START Records shown

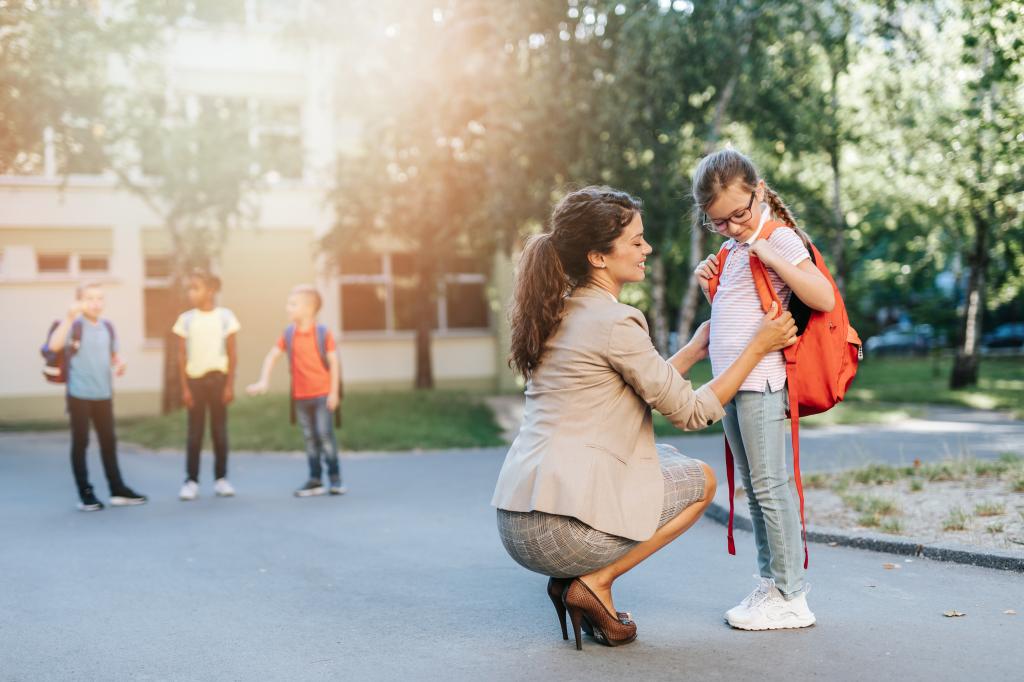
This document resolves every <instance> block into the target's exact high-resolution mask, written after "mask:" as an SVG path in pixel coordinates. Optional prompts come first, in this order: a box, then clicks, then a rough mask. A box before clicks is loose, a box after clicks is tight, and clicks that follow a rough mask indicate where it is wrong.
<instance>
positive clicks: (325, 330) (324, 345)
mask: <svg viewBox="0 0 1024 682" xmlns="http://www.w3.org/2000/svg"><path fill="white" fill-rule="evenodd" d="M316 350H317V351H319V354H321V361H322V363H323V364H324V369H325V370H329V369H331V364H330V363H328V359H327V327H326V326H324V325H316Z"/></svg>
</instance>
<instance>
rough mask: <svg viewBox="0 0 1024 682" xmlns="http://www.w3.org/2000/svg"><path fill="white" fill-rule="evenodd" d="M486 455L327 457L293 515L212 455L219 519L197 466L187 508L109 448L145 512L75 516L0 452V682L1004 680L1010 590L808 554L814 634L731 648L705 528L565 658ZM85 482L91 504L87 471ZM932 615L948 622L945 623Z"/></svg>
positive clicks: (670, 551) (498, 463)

END Records shown

*Required action*: Return every entry above word for word, leaving pictures out.

*Exercise solution*:
This document resolves every <instance> block into the target's exact high-resolution mask, written after "mask:" as an SVG path in pixel coordinates. Optional prompts come first, in this order: a box, then clicks, then a rough mask. A box before clicks is loose, a box after clicks is tight, and clicks that follow a rough mask indicate where it is wrong.
<instance>
positive clicks: (325, 330) (324, 345)
mask: <svg viewBox="0 0 1024 682" xmlns="http://www.w3.org/2000/svg"><path fill="white" fill-rule="evenodd" d="M316 350H317V351H319V354H321V361H322V363H323V364H324V369H325V370H329V369H331V364H330V363H328V359H327V327H326V326H324V325H316Z"/></svg>
</instance>
<instance>
rough mask: <svg viewBox="0 0 1024 682" xmlns="http://www.w3.org/2000/svg"><path fill="white" fill-rule="evenodd" d="M486 455L327 457L293 515L212 455L219 519L197 466L187 508L109 448L145 512L75 516L0 452V682L1004 680L1010 590L808 554L814 634L731 648L705 528L565 658ZM85 482L91 504L87 471ZM932 615L948 622L945 623Z"/></svg>
positive clicks: (670, 551) (498, 463)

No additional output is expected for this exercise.